Write everything from the start of the items down to the line containing "# a mask with", inclusive, as a JSON list of strings with one string per line and blank lines dropped. Leave the pictures out of your answer.

--- Start EXCERPTED DATA ---

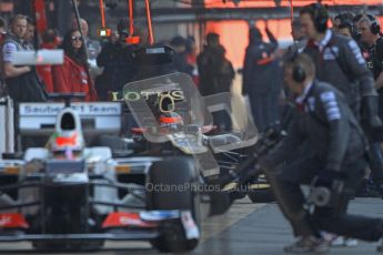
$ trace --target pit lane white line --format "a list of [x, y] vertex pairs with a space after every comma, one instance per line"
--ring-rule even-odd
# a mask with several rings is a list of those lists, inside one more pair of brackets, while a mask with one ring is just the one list
[[[248, 215], [253, 213], [254, 211], [263, 207], [265, 204], [253, 204], [249, 198], [243, 198], [241, 201], [236, 201], [232, 207], [223, 215], [213, 216], [210, 218], [203, 217], [202, 221], [202, 237], [200, 244], [208, 241], [210, 237], [216, 236], [223, 231], [228, 230], [239, 221], [245, 218]], [[103, 255], [115, 255], [115, 254], [125, 254], [125, 252], [119, 251], [110, 251], [110, 249], [128, 249], [132, 254], [158, 254], [157, 251], [151, 249], [151, 245], [148, 242], [105, 242], [104, 251], [99, 251], [95, 253], [81, 253], [81, 255], [94, 255], [94, 254], [103, 254]], [[31, 244], [28, 242], [21, 243], [0, 243], [0, 251], [8, 249], [12, 255], [21, 255], [21, 254], [40, 254], [33, 253]], [[16, 251], [26, 251], [29, 249], [28, 253], [24, 252], [16, 252]], [[11, 252], [14, 251], [14, 252]], [[7, 254], [4, 252], [0, 252], [1, 254]], [[8, 255], [9, 255], [8, 254]], [[58, 253], [44, 253], [46, 255], [50, 254], [58, 254]], [[69, 254], [80, 254], [80, 253], [60, 253], [61, 255], [69, 255]]]
[[223, 215], [218, 215], [210, 217], [202, 222], [202, 237], [200, 244], [219, 235], [221, 232], [225, 231], [230, 226], [234, 225], [236, 222], [246, 217], [254, 211], [263, 207], [265, 204], [253, 204], [248, 197], [238, 201], [233, 206]]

--- End EXCERPTED DATA ---

EXERCISE RESPONSE >>
[
  "$ trace --target pit lane white line --format \"a list of [x, y] vertex pairs with a space after every comma, one instance per line\"",
  "--ring-rule even-odd",
  "# a mask with several rings is a list of those lists, inside one more pair of brackets, while a mask with one ring is just the one list"
]